* START DATA LISTING *
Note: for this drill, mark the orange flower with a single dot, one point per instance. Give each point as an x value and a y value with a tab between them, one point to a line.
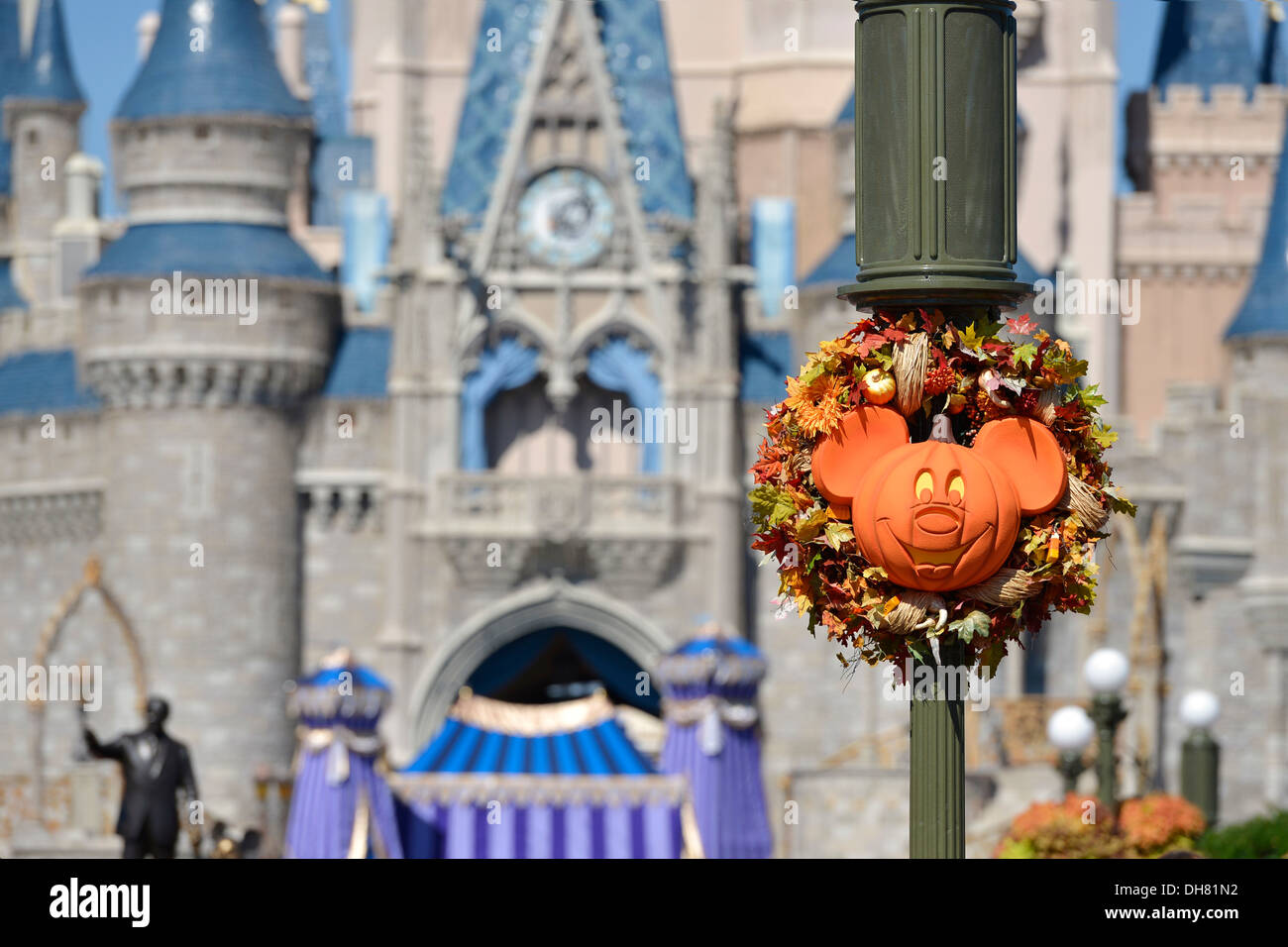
816	406
1158	819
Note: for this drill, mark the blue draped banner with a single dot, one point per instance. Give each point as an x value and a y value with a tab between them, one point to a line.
506	367
618	367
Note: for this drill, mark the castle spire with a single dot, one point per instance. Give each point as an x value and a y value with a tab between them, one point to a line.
320	72
1205	43
11	47
11	75
210	56
48	73
1263	312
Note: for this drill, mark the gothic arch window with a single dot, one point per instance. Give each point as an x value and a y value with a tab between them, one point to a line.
612	421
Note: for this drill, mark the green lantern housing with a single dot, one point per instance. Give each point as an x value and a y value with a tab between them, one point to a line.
935	155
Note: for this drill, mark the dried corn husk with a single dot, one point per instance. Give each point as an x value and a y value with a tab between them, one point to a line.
1005	587
911	360
913	608
1086	502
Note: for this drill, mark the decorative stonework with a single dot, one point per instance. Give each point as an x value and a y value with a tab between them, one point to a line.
349	500
51	512
181	381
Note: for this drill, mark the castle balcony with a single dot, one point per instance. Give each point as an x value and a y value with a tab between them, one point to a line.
497	530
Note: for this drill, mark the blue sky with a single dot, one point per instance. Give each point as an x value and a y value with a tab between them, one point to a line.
103	43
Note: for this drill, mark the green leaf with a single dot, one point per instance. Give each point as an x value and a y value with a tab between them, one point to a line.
771	505
810	525
812	369
1121	504
1091	397
1104	436
992	656
837	535
973	625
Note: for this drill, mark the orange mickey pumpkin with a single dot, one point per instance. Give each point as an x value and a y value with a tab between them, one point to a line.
938	515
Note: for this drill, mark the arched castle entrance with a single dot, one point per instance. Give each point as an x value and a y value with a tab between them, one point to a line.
532	618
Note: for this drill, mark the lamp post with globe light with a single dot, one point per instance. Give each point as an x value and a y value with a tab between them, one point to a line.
1201	754
1070	731
1106	673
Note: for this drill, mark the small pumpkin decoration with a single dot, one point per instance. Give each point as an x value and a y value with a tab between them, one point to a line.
938	515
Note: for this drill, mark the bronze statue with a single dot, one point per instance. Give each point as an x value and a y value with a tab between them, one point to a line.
156	768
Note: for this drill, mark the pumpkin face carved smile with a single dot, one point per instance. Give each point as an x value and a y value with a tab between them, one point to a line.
938	515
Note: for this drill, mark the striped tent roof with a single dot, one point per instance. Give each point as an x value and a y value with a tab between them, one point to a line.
578	737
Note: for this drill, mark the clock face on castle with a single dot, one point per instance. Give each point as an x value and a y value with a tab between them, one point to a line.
566	218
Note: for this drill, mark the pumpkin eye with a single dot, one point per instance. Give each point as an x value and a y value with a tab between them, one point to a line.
956	484
925	484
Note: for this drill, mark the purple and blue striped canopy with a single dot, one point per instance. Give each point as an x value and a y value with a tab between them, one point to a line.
540	781
601	749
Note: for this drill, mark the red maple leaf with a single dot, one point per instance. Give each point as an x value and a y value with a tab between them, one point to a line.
1021	326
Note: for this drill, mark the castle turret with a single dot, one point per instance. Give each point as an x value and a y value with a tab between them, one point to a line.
1257	339
1203	145
206	325
1205	43
42	120
11	73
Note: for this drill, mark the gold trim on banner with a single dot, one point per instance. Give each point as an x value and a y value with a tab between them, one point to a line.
361	825
528	719
520	789
690	832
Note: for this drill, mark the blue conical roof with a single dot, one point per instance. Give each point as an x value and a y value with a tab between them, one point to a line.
48	73
1205	43
231	71
11	75
1265	308
320	72
635	52
1274	69
11	48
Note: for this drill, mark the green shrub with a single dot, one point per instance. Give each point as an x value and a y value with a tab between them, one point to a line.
1265	836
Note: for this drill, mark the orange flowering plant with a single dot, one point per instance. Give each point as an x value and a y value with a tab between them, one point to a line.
925	365
1076	827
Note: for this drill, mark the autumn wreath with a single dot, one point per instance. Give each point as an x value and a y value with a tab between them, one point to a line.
935	379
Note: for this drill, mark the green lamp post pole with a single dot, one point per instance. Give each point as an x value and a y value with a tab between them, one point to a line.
1201	754
934	195
1107	710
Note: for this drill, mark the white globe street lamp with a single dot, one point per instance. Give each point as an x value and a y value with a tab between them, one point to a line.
1106	673
1201	754
1070	731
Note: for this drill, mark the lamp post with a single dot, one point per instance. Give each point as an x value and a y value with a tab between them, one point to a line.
1070	731
1106	673
1201	754
934	226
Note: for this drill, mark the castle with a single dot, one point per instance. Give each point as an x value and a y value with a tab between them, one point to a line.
545	213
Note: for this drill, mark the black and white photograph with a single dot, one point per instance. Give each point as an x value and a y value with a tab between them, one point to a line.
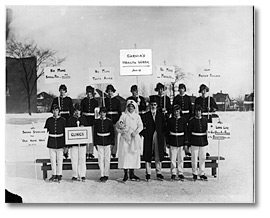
130	104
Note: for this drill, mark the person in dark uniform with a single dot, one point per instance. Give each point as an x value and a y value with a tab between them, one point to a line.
65	106
55	125
207	109
78	151
184	102
64	102
104	139
164	106
177	138
113	112
197	132
203	101
153	133
88	105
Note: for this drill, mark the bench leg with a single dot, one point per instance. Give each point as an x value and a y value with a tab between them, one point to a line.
45	175
214	169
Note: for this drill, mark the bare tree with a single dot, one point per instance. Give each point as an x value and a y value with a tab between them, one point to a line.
44	58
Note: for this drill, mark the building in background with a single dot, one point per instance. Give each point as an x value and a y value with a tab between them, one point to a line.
249	102
223	101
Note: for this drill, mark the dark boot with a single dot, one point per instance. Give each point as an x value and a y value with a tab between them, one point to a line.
125	175
132	176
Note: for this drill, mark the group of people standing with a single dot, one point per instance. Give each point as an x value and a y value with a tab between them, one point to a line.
151	127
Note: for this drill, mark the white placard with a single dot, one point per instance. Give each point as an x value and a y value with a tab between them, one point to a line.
135	62
56	75
217	131
78	135
34	137
102	75
165	74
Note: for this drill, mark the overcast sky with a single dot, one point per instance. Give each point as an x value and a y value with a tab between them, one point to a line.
184	36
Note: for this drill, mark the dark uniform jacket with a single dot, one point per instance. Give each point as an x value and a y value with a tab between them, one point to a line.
56	126
160	104
177	134
197	126
103	127
66	106
204	104
150	126
88	106
185	104
113	108
72	122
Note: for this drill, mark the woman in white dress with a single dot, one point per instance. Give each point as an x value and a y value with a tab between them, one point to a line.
129	126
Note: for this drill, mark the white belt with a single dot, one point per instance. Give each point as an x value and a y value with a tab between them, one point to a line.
112	112
206	113
185	112
177	133
64	112
103	134
89	114
56	135
198	133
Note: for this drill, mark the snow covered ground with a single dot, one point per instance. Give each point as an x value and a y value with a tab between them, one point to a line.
236	182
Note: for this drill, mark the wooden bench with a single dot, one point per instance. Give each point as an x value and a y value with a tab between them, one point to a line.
92	164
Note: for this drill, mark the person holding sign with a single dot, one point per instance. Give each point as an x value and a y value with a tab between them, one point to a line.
177	138
88	105
65	106
208	105
138	99
113	112
55	125
153	133
197	132
78	151
184	102
103	139
129	126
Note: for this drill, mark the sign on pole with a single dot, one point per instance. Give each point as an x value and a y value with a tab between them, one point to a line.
219	131
165	74
78	135
56	75
102	75
135	62
34	137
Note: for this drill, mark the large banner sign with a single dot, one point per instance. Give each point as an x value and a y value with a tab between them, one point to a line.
34	137
165	74
78	135
56	75
135	62
102	75
219	131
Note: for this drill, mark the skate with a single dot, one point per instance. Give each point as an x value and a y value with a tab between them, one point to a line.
160	177
181	178
173	178
204	178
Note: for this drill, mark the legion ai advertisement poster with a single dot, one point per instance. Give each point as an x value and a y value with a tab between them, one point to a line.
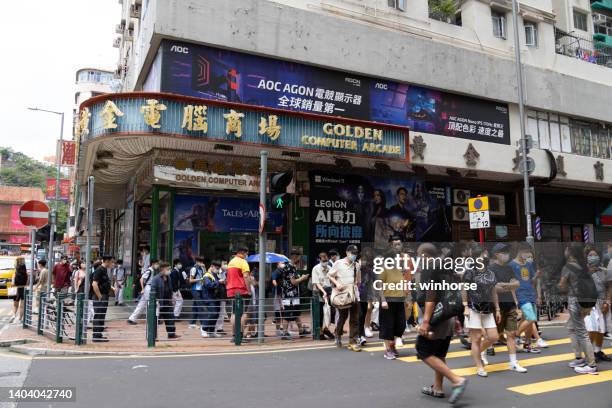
354	209
212	73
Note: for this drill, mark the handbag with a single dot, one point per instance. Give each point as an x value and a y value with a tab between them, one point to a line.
343	298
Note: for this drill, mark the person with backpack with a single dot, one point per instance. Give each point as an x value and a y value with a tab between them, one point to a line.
196	279
482	313
210	285
145	282
581	297
595	322
435	332
20	281
161	284
177	279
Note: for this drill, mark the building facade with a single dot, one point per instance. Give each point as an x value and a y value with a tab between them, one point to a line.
307	79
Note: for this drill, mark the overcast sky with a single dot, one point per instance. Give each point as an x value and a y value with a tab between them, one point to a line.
43	44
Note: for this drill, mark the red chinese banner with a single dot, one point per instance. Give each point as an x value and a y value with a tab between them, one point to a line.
68	153
64	193
16	224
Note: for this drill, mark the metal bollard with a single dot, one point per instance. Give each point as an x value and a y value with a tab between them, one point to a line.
78	337
41	300
238	311
315	309
59	311
27	310
151	319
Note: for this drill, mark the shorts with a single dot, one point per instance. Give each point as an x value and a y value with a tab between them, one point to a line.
392	321
290	313
427	347
529	312
508	321
477	320
595	321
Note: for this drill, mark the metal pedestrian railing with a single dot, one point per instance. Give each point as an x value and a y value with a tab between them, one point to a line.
68	317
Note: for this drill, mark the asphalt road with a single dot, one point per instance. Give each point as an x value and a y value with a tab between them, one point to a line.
310	378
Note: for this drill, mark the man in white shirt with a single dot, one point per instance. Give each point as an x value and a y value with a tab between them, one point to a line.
345	273
322	285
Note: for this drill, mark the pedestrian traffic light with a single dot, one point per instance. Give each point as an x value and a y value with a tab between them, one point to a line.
279	197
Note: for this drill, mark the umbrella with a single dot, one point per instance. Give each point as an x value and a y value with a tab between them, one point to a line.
271	257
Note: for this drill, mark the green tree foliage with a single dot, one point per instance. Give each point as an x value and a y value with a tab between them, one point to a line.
19	170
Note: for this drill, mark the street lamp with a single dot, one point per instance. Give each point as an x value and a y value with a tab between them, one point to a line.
57	186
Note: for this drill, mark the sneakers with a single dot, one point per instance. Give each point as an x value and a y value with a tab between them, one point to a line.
389	355
517	368
483	358
354	347
586	370
578	362
482	372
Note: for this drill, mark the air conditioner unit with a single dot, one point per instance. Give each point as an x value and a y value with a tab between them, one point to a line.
497	205
460	213
460	196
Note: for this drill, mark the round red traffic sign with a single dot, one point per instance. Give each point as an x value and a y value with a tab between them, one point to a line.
34	214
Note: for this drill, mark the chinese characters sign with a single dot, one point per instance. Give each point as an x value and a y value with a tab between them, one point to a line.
236	77
219	121
64	193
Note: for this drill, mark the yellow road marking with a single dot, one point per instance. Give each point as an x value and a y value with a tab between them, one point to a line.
562	383
500	349
525	363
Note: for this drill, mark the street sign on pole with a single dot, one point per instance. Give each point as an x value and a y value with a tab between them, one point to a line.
34	214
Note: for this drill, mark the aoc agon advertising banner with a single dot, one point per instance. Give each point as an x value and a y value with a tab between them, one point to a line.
354	209
206	72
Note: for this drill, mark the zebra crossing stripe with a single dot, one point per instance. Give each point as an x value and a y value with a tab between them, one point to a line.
528	362
577	380
467	353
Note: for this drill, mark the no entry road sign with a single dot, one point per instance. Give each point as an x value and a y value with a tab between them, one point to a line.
34	214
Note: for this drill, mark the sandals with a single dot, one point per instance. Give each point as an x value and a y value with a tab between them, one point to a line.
428	390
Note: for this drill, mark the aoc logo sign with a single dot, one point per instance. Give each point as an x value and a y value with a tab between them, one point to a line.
180	49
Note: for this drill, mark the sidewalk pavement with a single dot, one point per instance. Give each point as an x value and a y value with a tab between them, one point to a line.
131	340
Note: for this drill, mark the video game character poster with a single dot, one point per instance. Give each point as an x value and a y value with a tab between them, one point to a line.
212	73
355	209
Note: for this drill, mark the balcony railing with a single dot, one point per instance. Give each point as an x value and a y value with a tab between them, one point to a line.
584	48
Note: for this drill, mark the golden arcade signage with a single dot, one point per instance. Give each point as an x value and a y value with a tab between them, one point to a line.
173	115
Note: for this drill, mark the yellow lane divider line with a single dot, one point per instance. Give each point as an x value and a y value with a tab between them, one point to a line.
529	362
577	380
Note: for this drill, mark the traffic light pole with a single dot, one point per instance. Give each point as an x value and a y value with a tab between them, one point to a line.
524	167
262	248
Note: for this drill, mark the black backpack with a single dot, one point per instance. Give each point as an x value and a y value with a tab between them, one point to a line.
586	291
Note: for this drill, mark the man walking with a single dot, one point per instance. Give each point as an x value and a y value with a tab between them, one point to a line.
345	275
177	279
119	276
145	282
162	287
101	288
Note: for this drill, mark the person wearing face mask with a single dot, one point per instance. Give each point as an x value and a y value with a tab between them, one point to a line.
145	282
508	304
595	321
345	272
177	278
321	283
161	284
526	294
* END DATA LISTING *
DIRECTIONS
Produce an exact copy of the lines from the one containing "Note: for this drill, mark the yellow lane" through the last line, and of nothing else.

SOLUTION
Note: for this drill, mark the yellow lane divider line with a single dot, one point per instance. Give each point as an x value and a y value with a tab between them, one point to a line.
529	362
577	380
Note: for this drill, mark the traffic light pole with a single dot, one point per instance. Give each point as an x value and a y value with a tab between them, one point to a line.
524	167
262	248
Note: for this drill, mark the black backpack with a single dot, one point per instance. Give each point as an x value and a y value with a tab between them, one point to a line.
586	291
Note: for this drill, mark the man walking with a single dot, one point per instance. Give each point as an x value and a y value with a tab between them, one point to a line.
345	275
177	279
119	276
145	282
162	287
101	288
Note: for this drill, mark the person wearing face mask with a single dot, one point per instance. Give each point as an x value and a y value with a tab between them, one point to a line.
145	282
508	304
595	321
345	272
177	278
321	283
161	284
526	294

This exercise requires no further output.